Not nearly as much as you might think. 1.2kw where I live translates to about $0.12/hr, and that's when running full clip. If you have a decent solar hookup, it's small fraction on a sunny day.
The expensive part is the upfront hardware cost and the electrical system upgrade you'll need to give your house.
I'm paying about $0.19/hr and using half that power just for a large spinning RAID, running some VMs and security cameras. And I'm reconsidering my digital extravagance because of the electric bill. You probably make way more money than I do.
Here's a DeepSeek-V4-Flash benchmark on 2X RTX Pro 6000:
- Prefill: ~10K tok/s
- Decode: 190 | 375 | 980 tok/s (for 1 | 4 | 16 concurrent requests)
- GPU power draw during benchmark: Average: 585W | Max: 849W | Limit: 1200W with undervolt. Idle PC is 125W.
I've asked it to calculate the following considering a realistic blend of cached prompts and decode for agentic dev scenario.
Electricity-only (@ USD $0.08/kWh)
Usage | IN price | OUT price | Monthly cost
Concurrency=1 | $0.040/M | $0.080/M | $8.65 to $38.88 (5% to 100% active)
Concurrency=4 | $0.024/M | $0.044/M | up to $48.67 (cheaper per token but higher power draw)

Extracted records =
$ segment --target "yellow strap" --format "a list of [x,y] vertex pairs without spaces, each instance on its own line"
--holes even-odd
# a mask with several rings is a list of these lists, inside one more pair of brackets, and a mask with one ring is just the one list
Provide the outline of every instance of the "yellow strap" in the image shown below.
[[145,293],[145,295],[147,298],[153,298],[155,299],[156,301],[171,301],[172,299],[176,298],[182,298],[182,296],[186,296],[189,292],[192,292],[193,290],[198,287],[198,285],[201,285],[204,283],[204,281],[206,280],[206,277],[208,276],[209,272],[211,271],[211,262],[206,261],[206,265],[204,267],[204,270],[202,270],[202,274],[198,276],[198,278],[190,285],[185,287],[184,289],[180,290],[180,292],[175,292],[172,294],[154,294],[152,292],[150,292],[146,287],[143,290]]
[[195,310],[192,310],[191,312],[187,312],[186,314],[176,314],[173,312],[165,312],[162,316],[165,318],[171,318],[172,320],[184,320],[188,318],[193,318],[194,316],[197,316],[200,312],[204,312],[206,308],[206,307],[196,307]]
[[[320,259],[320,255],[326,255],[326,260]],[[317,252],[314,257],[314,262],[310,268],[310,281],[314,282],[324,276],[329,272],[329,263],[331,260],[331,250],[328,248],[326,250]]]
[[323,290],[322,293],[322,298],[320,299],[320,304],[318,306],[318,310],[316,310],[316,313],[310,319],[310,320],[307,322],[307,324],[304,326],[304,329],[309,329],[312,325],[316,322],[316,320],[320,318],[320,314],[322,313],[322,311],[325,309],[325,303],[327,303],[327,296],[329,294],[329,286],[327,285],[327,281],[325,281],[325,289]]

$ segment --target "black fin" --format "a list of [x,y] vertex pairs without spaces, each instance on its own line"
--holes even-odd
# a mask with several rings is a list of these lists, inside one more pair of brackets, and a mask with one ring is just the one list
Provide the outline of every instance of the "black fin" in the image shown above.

Given request 1 = Transcribe a passage from the electricity thread, starting at "Not nearly as" and ending at "give your house.".
Given request 2 = Decide whether each statement agrees with the electricity thread, answering yes or no and quoting the words that settle it: (a) One poster says 1.2kw costs about $0.12/hr where they live. (b) The idle PC draws 585W. (c) Another poster pays about $0.19/hr.
The material after the electricity thread is separate from it.

Final result 1 =
Not nearly as much as you might think. 1.2kw where I live translates to about $0.12/hr, and that's when running full clip. If you have a decent solar hookup, it's small fraction on a sunny day.
The expensive part is the upfront hardware cost and the electrical system upgrade you'll need to give your house.

Final result 2 =
(a) Yes: "1.2kw where I live translates to about $0.12/hr"
(b) No: "Idle PC is 125W."
(c) Yes: "I'm paying about $0.19/hr"